**The exercise:** Quote all entries in full, exactly.

——

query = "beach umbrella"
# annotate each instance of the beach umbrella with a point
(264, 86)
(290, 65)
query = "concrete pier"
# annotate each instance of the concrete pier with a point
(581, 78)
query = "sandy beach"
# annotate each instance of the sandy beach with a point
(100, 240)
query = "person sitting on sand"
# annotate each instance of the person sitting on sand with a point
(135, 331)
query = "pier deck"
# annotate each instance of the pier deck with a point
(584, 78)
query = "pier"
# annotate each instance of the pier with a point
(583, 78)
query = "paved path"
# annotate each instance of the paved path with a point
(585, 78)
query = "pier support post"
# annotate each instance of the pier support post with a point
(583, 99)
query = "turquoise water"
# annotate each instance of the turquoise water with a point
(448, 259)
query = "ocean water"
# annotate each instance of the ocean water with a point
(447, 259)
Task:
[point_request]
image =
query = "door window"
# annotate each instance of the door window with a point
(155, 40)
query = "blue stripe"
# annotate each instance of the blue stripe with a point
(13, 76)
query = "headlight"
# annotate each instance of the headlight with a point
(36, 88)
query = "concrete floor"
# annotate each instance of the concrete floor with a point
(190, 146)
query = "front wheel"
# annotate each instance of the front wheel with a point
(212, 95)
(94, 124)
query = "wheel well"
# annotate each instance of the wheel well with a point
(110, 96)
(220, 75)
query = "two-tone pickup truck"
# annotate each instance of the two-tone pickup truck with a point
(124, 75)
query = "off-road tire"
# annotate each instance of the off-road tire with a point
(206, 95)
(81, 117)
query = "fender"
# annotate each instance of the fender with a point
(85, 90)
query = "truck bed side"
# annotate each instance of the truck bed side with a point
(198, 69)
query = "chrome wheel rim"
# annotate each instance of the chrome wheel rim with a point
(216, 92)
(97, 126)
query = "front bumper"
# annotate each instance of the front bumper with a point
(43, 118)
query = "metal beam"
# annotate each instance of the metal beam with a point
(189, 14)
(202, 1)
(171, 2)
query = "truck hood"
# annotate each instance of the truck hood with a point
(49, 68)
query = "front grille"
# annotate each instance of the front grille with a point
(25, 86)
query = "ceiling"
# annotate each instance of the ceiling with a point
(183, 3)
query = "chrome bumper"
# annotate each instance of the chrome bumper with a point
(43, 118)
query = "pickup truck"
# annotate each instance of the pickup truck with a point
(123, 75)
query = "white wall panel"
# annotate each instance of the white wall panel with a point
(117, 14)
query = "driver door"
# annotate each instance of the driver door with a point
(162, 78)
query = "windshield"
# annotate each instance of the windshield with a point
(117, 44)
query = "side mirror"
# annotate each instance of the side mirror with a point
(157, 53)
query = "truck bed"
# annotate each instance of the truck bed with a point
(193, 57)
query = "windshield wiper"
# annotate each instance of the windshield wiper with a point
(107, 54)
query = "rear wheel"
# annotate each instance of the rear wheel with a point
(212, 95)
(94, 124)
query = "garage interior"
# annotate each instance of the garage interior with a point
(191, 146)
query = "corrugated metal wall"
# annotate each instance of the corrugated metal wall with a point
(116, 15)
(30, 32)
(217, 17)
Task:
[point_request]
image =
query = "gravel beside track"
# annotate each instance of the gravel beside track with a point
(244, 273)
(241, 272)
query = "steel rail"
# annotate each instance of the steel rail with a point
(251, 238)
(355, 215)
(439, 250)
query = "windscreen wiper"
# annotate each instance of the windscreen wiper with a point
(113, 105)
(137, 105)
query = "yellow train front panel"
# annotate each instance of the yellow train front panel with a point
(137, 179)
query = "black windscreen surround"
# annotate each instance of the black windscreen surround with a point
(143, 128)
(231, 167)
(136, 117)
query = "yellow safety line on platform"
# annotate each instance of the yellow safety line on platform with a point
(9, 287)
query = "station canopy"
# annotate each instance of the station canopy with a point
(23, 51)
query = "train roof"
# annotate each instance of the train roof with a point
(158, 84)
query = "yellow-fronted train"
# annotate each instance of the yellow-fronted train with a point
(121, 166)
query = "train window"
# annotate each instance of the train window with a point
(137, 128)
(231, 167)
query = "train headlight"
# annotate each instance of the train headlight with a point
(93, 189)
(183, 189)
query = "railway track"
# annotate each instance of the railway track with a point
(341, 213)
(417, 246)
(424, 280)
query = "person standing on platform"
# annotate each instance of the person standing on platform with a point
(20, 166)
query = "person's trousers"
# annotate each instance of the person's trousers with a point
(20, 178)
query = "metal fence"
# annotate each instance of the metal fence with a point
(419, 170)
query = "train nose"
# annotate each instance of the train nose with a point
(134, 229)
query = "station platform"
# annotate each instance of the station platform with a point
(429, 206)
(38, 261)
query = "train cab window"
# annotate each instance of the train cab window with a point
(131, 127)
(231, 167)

——

**Response to the exercise:**
query = "beach umbrella"
# annotate each instance of the beach umbrella with a point
(264, 86)
(290, 65)
query = "concrete pier"
# annotate each instance of the concrete pier with a point
(581, 78)
query = "sandy beach"
# annotate each instance of the sandy beach with a point
(100, 240)
query = "person sitting on sand"
# annotate each instance of the person sitting on sand with a point
(135, 331)
query = "pier deck"
# annotate each instance of the pier deck with a point
(584, 78)
query = "pier"
# annotate each instance of the pier with a point
(583, 78)
query = "paved path"
# annotate each instance of the paved path with a point
(585, 78)
query = "pier support post"
# annotate each instance of the pier support post with a point
(583, 99)
query = "turquoise water"
# annotate each instance of the turquoise water with a point
(448, 259)
query = "ocean water"
# annotate each instance of the ocean water with a point
(447, 259)
Task:
[point_request]
image =
query = "door window"
# annotate each instance of the door window with a point
(155, 40)
query = "blue stripe"
# annotate each instance of the blue stripe with a point
(13, 76)
query = "headlight"
# annotate each instance of the headlight with a point
(36, 88)
query = "concrete floor"
# annotate each instance of the concrete floor with a point
(190, 146)
query = "front wheel"
# annotate each instance of the front wheel with a point
(212, 95)
(94, 124)
query = "wheel well"
# annotate each instance of the wheel well with a point
(110, 96)
(220, 75)
query = "two-tone pickup truck"
# annotate each instance of the two-tone pickup truck with a point
(124, 75)
query = "off-road tire"
# annotate each instance of the off-road tire with a point
(206, 95)
(81, 117)
query = "fender"
# annotate each instance of the fender with a point
(85, 90)
query = "truck bed side"
# annotate each instance of the truck bed side with a point
(198, 69)
query = "chrome wheel rim"
# annotate each instance of the chrome wheel rim with a point
(216, 92)
(97, 126)
query = "front bumper"
# annotate each instance of the front bumper with a point
(43, 118)
query = "metal beam"
# annotate each instance of the metal beam with a point
(189, 14)
(202, 1)
(171, 2)
query = "truck hood"
# annotate each instance of the truck hood with a point
(49, 68)
query = "front grille"
# annotate each instance of the front grille with a point
(25, 86)
query = "ceiling"
# annotate each instance of the ceiling with a point
(183, 3)
query = "chrome bumper"
# annotate each instance of the chrome bumper with a point
(43, 118)
query = "pickup truck"
# annotate each instance of the pickup truck with a point
(123, 75)
query = "white wall panel"
# annotate each instance of the white wall panel with a point
(117, 14)
query = "driver door"
# annotate each instance of the driver door with a point
(162, 78)
query = "windshield"
# annotate each instance of the windshield with a point
(117, 44)
query = "side mirror"
# annotate each instance of the side mirror with a point
(157, 53)
query = "truck bed"
# annotate each instance of the truck bed with a point
(193, 57)
query = "windshield wiper"
# annotate each instance of the windshield wiper with a point
(107, 54)
query = "rear wheel"
# annotate each instance of the rear wheel with a point
(212, 95)
(94, 124)
query = "garage interior"
# annotate each instance of the garage interior with a point
(191, 146)
query = "corrugated metal wall"
# annotate each instance of the corrugated metal wall with a point
(116, 15)
(30, 32)
(217, 17)
Task:
[point_request]
image =
query = "gravel beside track"
# annotate each instance of the gravel beside track with a point
(244, 273)
(241, 272)
query = "steel rail"
# annotate each instance of the steel rail with a point
(251, 238)
(355, 215)
(439, 250)
query = "windscreen wiper"
# annotate each instance of the windscreen wiper with a point
(113, 105)
(137, 105)
query = "yellow train front panel"
# annotate each instance of the yellow train front panel with a point
(137, 179)
query = "black windscreen surround"
# annotate each instance of the black windscreen surround with a point
(143, 128)
(231, 167)
(136, 117)
query = "yellow safety line on platform"
# annotate each instance of the yellow safety line on platform with a point
(9, 287)
query = "station canopy"
# annotate each instance of the station canopy with a point
(23, 51)
query = "train roof"
# annotate each instance of the train roof with a point
(158, 84)
query = "yellow-fronted train"
# annotate each instance of the yellow-fronted train with a point
(121, 166)
query = "train window"
# annotate each instance of the train window with a point
(137, 128)
(231, 167)
query = "train headlight"
# annotate each instance of the train headlight with a point
(93, 189)
(183, 189)
query = "railway track"
# annotate each instance of the railway track with a point
(341, 213)
(417, 246)
(424, 280)
query = "person standing on platform"
# annotate each instance of the person standing on platform with a point
(20, 166)
query = "person's trousers"
# annotate each instance of the person's trousers with a point
(20, 178)
query = "metal fence"
# annotate each instance of the metal fence with a point
(419, 170)
query = "train nose"
# annotate each instance of the train nose with a point
(134, 229)
query = "station platform"
# annotate each instance of the station platform with a point
(429, 206)
(38, 261)
query = "train cab window"
# annotate each instance of the train cab window with a point
(131, 127)
(231, 167)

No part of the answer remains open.